◆ What you are asked to do ◆
Word for word, copy all the data and drop the pictures.

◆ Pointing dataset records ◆

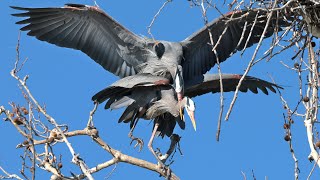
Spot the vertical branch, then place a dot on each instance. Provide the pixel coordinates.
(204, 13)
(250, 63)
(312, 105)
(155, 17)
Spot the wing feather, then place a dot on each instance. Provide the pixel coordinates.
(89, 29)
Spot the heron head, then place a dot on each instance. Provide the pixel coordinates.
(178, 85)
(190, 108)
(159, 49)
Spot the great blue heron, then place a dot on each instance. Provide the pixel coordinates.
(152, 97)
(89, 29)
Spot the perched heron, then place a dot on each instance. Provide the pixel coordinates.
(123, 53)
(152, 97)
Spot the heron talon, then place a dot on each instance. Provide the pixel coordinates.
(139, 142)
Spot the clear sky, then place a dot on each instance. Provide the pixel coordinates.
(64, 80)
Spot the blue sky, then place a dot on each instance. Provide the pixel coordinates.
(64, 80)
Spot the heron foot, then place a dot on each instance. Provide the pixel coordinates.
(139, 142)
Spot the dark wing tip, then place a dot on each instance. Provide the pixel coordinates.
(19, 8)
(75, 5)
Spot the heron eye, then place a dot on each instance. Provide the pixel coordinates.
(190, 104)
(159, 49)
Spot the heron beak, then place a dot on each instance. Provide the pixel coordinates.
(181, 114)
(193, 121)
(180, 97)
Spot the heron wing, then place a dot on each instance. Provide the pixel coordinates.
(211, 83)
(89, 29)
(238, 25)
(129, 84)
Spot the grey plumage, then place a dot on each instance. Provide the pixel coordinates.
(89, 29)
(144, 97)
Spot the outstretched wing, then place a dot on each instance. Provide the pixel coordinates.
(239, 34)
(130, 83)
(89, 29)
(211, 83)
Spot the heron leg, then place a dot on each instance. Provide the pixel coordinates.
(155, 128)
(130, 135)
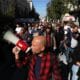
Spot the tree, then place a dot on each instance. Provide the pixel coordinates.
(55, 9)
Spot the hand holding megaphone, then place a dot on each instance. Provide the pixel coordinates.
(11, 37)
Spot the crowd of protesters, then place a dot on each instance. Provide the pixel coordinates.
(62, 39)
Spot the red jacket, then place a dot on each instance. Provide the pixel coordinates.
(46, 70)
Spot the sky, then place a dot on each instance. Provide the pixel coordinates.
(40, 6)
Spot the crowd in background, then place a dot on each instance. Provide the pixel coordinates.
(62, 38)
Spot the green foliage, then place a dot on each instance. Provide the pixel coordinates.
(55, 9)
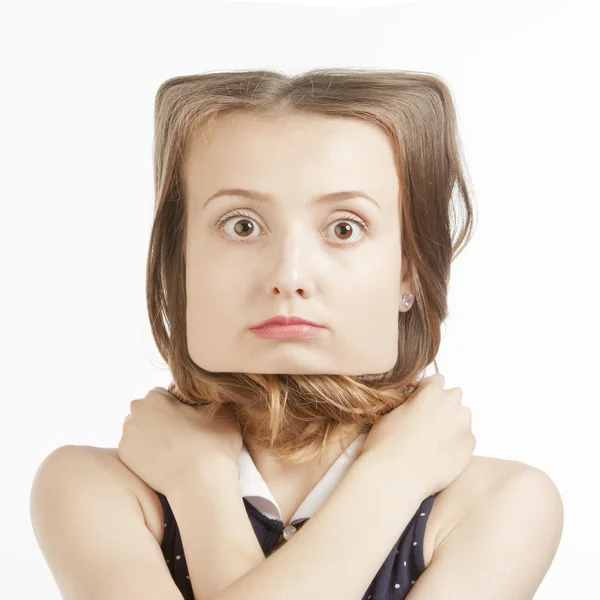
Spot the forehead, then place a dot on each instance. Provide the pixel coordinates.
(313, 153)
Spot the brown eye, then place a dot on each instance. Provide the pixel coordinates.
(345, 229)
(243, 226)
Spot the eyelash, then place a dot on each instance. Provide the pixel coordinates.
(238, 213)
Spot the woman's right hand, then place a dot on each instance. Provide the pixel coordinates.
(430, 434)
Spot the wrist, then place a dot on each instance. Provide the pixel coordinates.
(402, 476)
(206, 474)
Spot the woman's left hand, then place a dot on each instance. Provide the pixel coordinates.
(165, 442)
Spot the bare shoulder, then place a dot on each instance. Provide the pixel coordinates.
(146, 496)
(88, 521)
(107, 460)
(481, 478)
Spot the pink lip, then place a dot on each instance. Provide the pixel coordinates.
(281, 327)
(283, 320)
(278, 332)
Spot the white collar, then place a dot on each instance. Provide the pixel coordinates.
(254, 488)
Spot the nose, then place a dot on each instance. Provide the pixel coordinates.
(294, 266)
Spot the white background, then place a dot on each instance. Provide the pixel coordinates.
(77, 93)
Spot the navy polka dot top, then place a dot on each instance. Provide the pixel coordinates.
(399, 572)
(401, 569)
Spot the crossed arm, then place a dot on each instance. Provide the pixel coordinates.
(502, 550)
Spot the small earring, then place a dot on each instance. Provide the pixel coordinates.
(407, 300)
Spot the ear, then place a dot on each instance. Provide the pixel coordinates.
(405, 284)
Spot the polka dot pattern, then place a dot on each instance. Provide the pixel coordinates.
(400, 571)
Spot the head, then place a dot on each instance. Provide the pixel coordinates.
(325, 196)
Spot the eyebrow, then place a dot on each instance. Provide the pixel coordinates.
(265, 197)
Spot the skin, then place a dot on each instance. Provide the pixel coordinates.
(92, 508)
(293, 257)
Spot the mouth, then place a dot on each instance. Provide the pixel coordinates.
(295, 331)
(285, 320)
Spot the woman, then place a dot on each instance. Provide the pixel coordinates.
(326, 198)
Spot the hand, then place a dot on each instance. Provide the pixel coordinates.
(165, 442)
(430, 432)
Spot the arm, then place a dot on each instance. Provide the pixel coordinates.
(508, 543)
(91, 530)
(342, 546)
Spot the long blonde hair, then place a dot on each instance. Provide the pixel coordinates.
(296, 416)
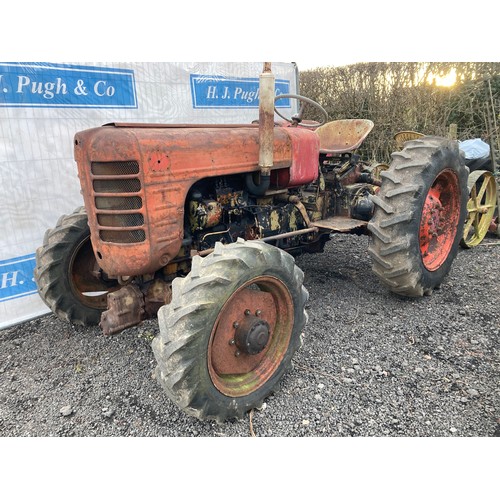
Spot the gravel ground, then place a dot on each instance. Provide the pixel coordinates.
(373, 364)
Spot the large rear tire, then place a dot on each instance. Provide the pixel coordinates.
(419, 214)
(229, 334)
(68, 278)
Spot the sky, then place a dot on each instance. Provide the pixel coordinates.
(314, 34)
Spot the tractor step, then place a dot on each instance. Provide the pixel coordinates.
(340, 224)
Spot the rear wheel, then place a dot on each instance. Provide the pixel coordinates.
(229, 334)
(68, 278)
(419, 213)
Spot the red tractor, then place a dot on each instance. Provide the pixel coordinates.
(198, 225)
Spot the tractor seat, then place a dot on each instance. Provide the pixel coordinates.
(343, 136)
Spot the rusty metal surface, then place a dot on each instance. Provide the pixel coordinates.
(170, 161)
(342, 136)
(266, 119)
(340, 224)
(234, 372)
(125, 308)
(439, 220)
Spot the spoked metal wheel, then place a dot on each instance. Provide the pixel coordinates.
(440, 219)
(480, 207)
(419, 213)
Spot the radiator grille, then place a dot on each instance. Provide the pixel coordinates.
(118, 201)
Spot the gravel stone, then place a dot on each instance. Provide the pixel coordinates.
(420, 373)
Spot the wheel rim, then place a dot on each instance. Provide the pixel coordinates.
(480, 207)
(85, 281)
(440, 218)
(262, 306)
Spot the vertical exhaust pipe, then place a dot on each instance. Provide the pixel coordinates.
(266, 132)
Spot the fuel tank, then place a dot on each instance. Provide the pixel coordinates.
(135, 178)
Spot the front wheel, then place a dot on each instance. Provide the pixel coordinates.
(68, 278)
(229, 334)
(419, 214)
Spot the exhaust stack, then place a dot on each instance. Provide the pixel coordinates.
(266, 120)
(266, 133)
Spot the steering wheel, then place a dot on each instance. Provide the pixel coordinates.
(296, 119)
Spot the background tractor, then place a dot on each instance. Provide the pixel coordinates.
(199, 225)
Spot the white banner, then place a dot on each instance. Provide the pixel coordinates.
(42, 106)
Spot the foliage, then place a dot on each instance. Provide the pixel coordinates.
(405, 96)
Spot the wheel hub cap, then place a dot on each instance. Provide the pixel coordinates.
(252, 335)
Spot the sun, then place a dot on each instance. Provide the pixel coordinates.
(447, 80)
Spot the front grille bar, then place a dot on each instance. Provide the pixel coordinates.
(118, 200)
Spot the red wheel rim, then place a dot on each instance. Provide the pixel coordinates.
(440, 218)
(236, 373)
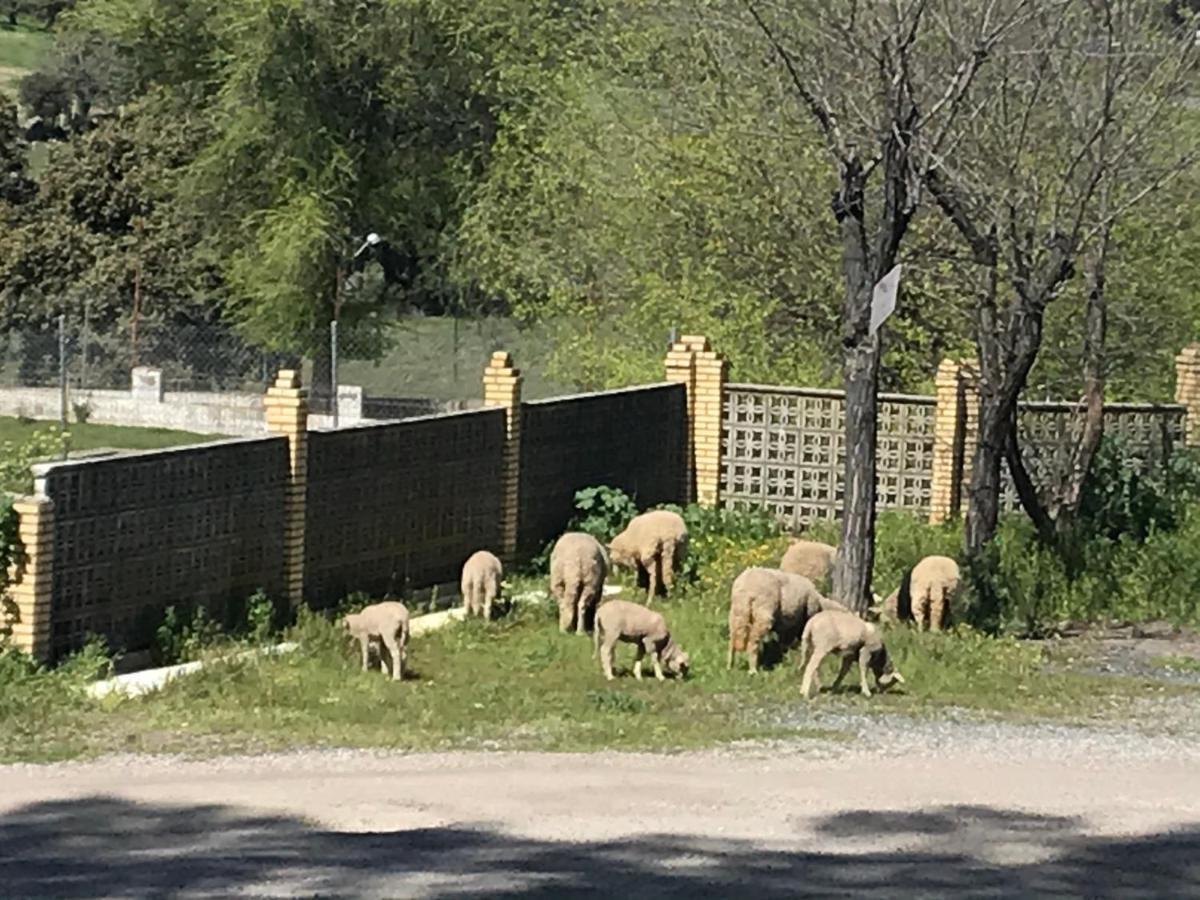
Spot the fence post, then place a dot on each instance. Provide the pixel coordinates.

◆ Problem solution ◆
Spot the vertical branch, then place a dot on each instance. Provide the pixel coordinates.
(204, 13)
(250, 63)
(312, 105)
(155, 17)
Spot the wing feather, then place a dot on each instance. Provide the pixel coordinates.
(89, 29)
Spot the heron head, then place a dot on each instance. Provide the pixel coordinates.
(178, 85)
(190, 108)
(159, 49)
Spot the great blue heron, then place a dot on each instance. Provide the pixel coordinates.
(152, 97)
(89, 29)
Spot the perched heron, then place a dot on each instance. Provide the pixel coordinates.
(123, 53)
(152, 97)
Spot the heron talon, then place a dot on each instance. Provide the pixel coordinates.
(139, 142)
Spot the clear sky, then place a dot on each instance. Provide the pixel coordinates.
(64, 80)
Spot the blue sky, then place a dot on each instance. Provide the pixel coordinates.
(64, 80)
Spot the heron foot, then place a dot on each instance. Provide the pixel coordinates.
(139, 142)
Spot the dark wing tip, then place a dot on each instance. Provide the pixel coordinates.
(19, 8)
(75, 5)
Spot the heron eye, then place a dot on each instance. Provide the pixel coordinates.
(190, 104)
(159, 49)
Spot the heron beak, then place a dot on each instance. Provide the pixel coordinates.
(181, 114)
(193, 121)
(180, 97)
Spot the heron wing, then place a dot on each instance. Provide the pixel coordinates.
(211, 83)
(89, 29)
(238, 25)
(129, 84)
Spot the grey plumage, then place a dot on each instance. Provide the pixel coordinates.
(89, 29)
(144, 97)
Spot the outstretched wing, then place a dot on each instance. Provide the pixel coordinates.
(239, 34)
(130, 83)
(89, 29)
(211, 83)
Spot the heron leg, then place a dot on each instance. Provide the pixel coordinates.
(155, 128)
(130, 135)
Spot the tree, then place a dot on each instance. Provide the pixel coordinates.
(55, 9)
Spot the hand holding megaphone, then place a dot on each instance. Provide the pixel coordinates.
(11, 37)
Spot the crowd of protesters, then place a dot on each instance. Provide the pixel coordinates.
(62, 39)
Spot the red jacket, then place a dot on each instance. Provide the pixel coordinates.
(46, 70)
Spot the sky, then place a dot on each instance. Provide the pixel coordinates.
(40, 6)
Spot the crowd in background, then place a dot on each instance. Provide the pixel coordinates.
(62, 38)
Spot the green foliage, then place a dot on each instance. Provide the pixel coordinates.
(55, 9)
Spot the forehead, then place a dot on each instance. Provide the pixel coordinates.
(313, 153)
Spot the brown eye, then place a dot on each instance. Provide the pixel coordinates.
(345, 229)
(243, 226)
Spot the eyelash, then place a dot on each instance. Provide the pixel coordinates.
(238, 213)
Spot the woman's right hand, then place a dot on each instance. Provide the pixel coordinates.
(430, 434)
Spot the wrist, then place a dot on each instance. Provide the pixel coordinates.
(402, 476)
(206, 474)
Spot the woman's left hand, then place a dot on each instance. Provide the pixel coordinates.
(165, 442)
Spot the bare shoulder, then place a dot on each instance. Provide the pixel coordinates.
(146, 496)
(88, 521)
(107, 460)
(481, 478)
Spot the pink lip, then place a dot on each instance. Provide the pixel coordinates.
(281, 327)
(283, 320)
(278, 332)
Spot the white collar, then place a dot on each instance. Provide the pixel coordinates.
(254, 488)
Spot the nose, then place a dot on each instance. Provide the pixel coordinates.
(294, 266)
Spot the white background, then place a dot on each instance. Provide the pixel coordinates.
(77, 93)
Spot the navy polka dot top, then place a dot on each instance. Provide the pixel coordinates.
(399, 572)
(401, 569)
Spot the crossed arm, then place a dot on each instance. Provide the pixel coordinates.
(502, 550)
Spot the small earring, then place a dot on each instance. Provide the pixel coordinates.
(407, 300)
Spot the ear, then place a dot on each instance. Provide the pixel coordinates.
(405, 284)
Spot the polka dot pattern, then place a dot on each instance. Provide the pixel coordinates.
(400, 571)
Spot the head, then place a dot on each instance. Provide the pixel coordinates.
(325, 196)
Spot the eyebrow, then place a dot on each instance. Provide the pixel coordinates.
(265, 197)
Spot the skin, then place a dot on each instance. Provide the pixel coordinates.
(92, 508)
(293, 257)
Spot the mouth, then place a dot on each instance. Provide the pixel coordinates.
(295, 331)
(285, 320)
Spot the woman, then place a dot on each instance. Provide the pixel coordinates.
(326, 198)
Spot the hand, then place a dot on each instance. Provide the pixel coordinates.
(165, 442)
(430, 432)
Spot the arm, then place a dot on each instance. Provide the pixel coordinates.
(508, 543)
(91, 530)
(342, 546)
Spot the long blonde hair, then place a dot on each instance. Provide the pixel coordinates.
(296, 416)
Spot the gravel ground, then place a dot on each instance. Provide the pixel coordinates.
(373, 364)
Spot the large rear tire, then place a dot on each instance. Provide the pixel coordinates.
(419, 214)
(229, 334)
(68, 278)
Spot the sky, then place a dot on each instance. Provide the pixel coordinates.
(314, 34)
Spot the tractor step, then place a dot on each instance. Provide the pixel coordinates.
(340, 224)
Spot the rear wheel, then place a dot on each instance. Provide the pixel coordinates.
(229, 334)
(68, 278)
(419, 213)
Spot the red tractor, then place a dot on each instance. Provide the pixel coordinates.
(198, 225)
Spot the tractor seat, then place a dot on each instance. Provide the pixel coordinates.
(343, 136)
Spot the rusty metal surface, then place a dot on each instance. Provide the pixel coordinates.
(170, 161)
(342, 136)
(266, 119)
(340, 224)
(234, 372)
(125, 308)
(439, 220)
Spot the spoked metal wheel, then place a dot on each instance. Provide the pixel coordinates.
(440, 219)
(480, 207)
(419, 213)
Spot the radiator grille, then place a dot on each instance. Provide the pixel coordinates.
(118, 201)
Spot the gravel stone, then place a dot on each instance. Provide the pixel coordinates.
(420, 373)
Spot the wheel rim, then place a dot on each instance. Provide the pixel coordinates.
(480, 207)
(85, 281)
(440, 218)
(262, 306)
Spot the vertical exhaust pipe, then place a dot on each instance. Provide the pixel coordinates.
(266, 132)
Spot the fuel tank, then place a dot on each instance. Provide the pixel coordinates.
(135, 178)
Spot the front wheel, then place a dot on each instance. Provide the pixel coordinates.
(68, 278)
(229, 334)
(419, 214)
Spot the exhaust stack, then place a dot on each instance. Provide the pixel coordinates.
(266, 120)
(266, 133)
Spot the steering wheel, then place a dot on each instance. Provide the pixel coordinates.
(296, 119)
Spot the background tractor, then place a dot on each instance. Provide the pixel coordinates.
(199, 225)
Spot the white banner, then place a dot on each instance. Provide the pixel coordinates.
(42, 106)
Spot the foliage, then place a dot on each instance. Provide the pixel coordinates.
(405, 96)
Spot the wheel hub cap, then place a dot on each instance. Provide the pixel coordinates.
(252, 335)
Spot the sun, then place a dot on each instance. Provide the pixel coordinates.
(447, 80)
Spot the front grille bar, then place a dot on each instance. Provide the pixel coordinates.
(118, 200)
Spot the red wheel rim, then place a dot on each instance. Provide the pixel coordinates.
(440, 218)
(236, 373)
Spot the fence post, then place a dot on each instance. Provide the pixel coordinates.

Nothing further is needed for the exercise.